▶ _EXCERPTED DATA_
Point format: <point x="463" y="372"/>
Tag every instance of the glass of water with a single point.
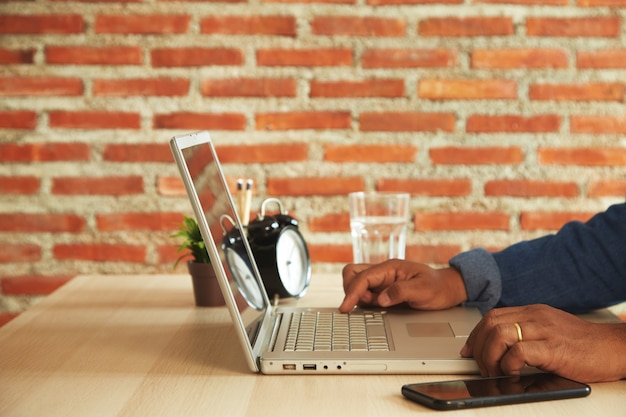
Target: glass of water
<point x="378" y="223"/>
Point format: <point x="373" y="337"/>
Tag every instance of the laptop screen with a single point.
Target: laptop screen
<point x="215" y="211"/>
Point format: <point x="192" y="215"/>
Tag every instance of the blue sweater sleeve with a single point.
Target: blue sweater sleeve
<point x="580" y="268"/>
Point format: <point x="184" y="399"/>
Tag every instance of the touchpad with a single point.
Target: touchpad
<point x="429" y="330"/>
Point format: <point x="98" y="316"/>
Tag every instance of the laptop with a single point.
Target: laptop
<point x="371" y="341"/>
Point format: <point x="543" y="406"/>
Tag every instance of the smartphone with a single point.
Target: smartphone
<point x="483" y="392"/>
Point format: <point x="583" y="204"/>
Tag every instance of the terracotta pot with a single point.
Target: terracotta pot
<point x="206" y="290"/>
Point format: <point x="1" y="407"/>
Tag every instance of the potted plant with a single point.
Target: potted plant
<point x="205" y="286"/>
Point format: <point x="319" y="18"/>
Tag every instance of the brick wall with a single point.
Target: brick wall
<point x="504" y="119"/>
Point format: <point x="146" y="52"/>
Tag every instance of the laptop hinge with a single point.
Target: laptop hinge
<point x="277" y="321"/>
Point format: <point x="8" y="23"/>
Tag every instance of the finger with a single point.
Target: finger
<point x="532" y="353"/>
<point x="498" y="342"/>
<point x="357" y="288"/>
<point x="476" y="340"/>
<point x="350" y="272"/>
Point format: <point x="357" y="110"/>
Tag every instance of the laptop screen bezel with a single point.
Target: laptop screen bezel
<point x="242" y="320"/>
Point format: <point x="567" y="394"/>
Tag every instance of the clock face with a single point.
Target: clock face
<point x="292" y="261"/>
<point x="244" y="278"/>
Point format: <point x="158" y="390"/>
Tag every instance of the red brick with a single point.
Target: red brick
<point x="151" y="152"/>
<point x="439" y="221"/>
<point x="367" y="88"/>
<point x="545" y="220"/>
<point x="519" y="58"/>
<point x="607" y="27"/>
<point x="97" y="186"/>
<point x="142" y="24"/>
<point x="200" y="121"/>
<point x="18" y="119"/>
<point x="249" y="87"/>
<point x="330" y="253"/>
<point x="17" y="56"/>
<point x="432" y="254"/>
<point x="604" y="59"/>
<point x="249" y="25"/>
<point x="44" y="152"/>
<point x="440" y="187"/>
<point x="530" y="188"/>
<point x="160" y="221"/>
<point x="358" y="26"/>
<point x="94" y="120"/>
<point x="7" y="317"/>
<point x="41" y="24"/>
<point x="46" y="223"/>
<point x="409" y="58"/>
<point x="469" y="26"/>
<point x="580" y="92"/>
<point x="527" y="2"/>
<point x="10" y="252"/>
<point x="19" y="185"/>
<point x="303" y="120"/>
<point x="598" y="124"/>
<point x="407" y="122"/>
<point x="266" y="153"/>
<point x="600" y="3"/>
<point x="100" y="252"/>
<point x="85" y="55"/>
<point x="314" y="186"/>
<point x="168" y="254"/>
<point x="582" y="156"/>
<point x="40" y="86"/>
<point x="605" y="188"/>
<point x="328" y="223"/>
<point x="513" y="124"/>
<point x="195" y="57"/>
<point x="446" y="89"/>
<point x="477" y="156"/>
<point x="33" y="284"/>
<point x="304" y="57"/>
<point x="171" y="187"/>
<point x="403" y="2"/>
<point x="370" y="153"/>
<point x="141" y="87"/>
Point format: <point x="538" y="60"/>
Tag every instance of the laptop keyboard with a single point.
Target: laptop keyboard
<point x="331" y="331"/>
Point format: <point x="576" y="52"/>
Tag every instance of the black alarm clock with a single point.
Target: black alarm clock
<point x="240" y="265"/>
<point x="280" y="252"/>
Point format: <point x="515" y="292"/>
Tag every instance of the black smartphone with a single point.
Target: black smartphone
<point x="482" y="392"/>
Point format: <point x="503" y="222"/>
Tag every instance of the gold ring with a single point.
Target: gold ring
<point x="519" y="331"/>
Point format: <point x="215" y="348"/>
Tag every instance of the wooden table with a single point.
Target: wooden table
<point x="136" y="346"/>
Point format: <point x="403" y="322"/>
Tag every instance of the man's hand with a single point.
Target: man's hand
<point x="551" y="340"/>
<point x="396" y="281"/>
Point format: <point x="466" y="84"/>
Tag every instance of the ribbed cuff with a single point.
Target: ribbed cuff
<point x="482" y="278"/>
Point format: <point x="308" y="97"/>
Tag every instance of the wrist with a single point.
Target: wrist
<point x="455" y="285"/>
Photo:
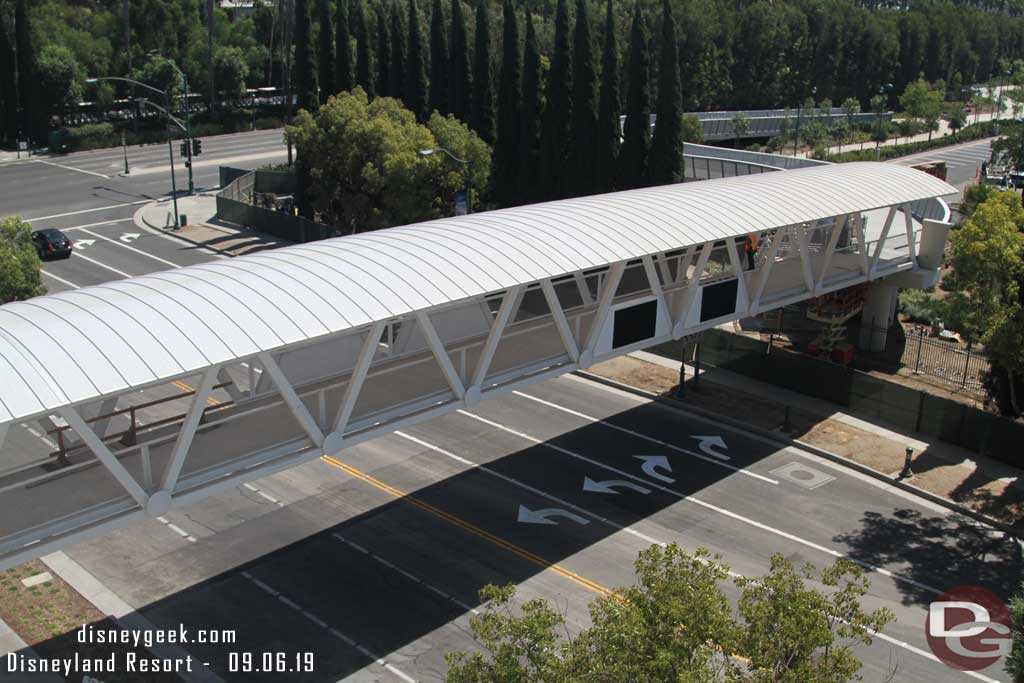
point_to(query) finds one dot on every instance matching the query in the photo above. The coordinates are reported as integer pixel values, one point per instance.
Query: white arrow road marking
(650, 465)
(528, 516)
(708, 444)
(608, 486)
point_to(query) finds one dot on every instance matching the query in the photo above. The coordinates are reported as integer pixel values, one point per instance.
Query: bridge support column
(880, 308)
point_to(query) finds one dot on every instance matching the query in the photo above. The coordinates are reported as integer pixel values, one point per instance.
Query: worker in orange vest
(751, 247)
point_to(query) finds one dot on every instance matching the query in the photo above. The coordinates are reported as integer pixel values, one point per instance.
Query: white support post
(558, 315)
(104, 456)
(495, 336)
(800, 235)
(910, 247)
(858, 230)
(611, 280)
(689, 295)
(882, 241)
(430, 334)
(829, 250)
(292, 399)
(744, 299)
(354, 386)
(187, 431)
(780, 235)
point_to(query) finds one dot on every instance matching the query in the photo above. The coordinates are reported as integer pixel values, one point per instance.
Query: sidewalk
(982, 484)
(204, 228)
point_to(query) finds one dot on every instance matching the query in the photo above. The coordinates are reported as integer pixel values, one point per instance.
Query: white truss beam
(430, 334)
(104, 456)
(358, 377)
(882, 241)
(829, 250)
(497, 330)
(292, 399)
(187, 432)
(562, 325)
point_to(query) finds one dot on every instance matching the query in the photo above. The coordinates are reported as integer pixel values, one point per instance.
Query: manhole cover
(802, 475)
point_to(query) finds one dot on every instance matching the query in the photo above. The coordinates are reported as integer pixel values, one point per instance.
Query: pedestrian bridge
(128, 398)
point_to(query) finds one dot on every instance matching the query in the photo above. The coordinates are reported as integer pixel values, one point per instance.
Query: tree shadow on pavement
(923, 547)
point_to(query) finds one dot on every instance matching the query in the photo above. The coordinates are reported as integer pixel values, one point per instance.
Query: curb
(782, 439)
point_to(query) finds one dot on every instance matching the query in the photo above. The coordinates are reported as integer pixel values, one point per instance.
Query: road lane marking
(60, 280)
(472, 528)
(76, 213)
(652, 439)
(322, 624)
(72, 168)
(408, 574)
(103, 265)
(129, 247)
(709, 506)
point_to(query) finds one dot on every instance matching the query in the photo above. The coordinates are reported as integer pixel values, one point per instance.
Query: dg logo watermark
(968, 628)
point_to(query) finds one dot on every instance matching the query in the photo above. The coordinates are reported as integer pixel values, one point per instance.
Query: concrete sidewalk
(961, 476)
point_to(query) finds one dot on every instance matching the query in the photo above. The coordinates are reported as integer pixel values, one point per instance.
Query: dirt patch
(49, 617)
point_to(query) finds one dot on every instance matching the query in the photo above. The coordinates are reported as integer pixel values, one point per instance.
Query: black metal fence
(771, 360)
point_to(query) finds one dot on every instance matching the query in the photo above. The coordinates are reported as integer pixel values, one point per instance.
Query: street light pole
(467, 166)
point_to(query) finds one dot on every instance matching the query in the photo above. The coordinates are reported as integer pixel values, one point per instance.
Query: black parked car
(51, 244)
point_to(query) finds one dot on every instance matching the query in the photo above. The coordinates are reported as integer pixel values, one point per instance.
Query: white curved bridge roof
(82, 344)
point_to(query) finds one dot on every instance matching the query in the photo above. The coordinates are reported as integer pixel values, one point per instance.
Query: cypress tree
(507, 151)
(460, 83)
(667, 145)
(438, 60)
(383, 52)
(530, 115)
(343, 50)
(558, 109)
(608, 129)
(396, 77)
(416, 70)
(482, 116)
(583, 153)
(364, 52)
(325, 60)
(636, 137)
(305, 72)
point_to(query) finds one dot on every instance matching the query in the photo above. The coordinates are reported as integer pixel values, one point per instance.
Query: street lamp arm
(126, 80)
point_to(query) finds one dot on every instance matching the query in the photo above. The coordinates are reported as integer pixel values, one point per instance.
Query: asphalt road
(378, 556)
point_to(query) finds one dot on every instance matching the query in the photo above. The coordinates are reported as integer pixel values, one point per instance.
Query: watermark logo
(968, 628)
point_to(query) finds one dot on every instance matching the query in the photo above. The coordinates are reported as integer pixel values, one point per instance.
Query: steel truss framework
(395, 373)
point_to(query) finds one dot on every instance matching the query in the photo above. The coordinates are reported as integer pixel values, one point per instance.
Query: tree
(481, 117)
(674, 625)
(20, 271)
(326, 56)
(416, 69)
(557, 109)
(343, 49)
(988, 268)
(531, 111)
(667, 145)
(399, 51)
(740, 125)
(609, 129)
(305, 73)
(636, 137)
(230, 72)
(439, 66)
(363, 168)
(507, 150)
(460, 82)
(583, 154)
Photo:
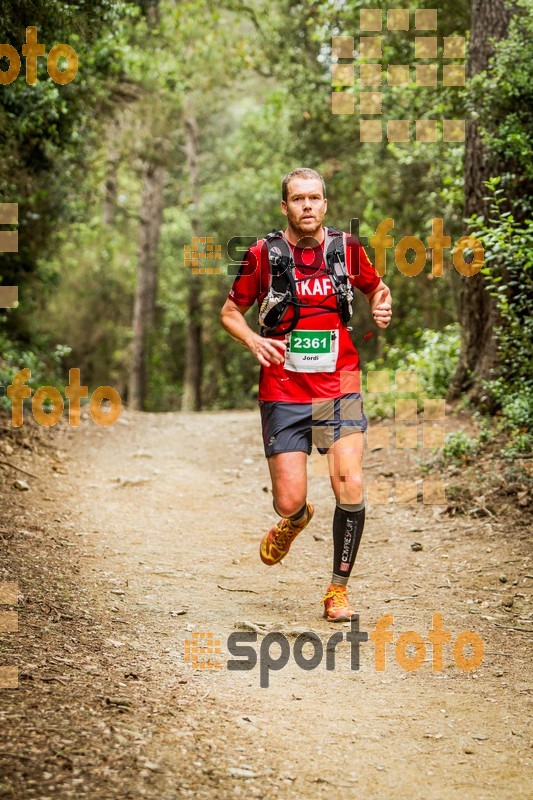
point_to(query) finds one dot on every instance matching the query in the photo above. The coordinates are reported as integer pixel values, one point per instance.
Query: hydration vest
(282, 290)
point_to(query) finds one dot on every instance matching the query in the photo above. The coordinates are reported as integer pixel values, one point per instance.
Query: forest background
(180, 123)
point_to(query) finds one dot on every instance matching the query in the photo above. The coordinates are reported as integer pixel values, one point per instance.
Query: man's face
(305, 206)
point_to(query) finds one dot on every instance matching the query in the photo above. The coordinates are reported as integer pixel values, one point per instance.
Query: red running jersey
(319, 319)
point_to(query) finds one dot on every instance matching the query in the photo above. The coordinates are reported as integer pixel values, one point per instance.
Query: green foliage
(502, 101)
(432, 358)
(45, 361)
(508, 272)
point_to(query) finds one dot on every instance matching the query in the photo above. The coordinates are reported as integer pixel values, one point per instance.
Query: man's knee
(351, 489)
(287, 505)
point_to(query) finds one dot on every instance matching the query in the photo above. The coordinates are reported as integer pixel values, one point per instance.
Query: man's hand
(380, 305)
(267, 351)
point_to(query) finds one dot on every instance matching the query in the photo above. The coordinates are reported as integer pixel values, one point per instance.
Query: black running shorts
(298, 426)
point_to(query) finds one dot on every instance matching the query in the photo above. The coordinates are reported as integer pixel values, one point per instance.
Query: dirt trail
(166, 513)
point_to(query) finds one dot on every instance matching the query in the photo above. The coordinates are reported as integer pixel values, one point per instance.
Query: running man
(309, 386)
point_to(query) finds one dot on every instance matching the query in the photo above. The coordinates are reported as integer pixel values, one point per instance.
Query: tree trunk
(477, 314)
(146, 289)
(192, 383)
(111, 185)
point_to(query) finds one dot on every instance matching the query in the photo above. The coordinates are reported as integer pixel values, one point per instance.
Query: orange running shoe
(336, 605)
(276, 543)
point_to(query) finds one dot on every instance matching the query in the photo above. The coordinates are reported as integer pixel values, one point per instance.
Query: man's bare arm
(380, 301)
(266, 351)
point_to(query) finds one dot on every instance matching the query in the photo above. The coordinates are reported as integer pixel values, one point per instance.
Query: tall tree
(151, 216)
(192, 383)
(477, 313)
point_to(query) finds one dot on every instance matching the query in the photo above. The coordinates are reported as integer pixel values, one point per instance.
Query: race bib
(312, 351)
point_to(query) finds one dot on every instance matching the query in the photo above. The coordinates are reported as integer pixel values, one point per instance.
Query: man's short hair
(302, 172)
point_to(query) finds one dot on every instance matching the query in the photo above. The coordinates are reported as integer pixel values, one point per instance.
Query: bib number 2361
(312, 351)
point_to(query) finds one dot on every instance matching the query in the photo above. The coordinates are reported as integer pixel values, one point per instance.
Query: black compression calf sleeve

▶ _WHAT THE TASK REQUIRES_
Using the listing above, print the line containing "Query: man's short hair" and every line after it exactly, up to and including the last.

▶ _RESPONSE FOR THIS EXERCISE_
Query: man's short hair
(302, 172)
point_to(query) finds one dot on every instance matching the query in the photo above. The coordinates are reported as integer pixel values, one point per instance.
Query: bib number 2361
(312, 351)
point_to(query) finds one dot on every instance matching the query in the photo above. The coordinates are reported as integer pixel values, one point per instance.
Query: black compression calf sleeve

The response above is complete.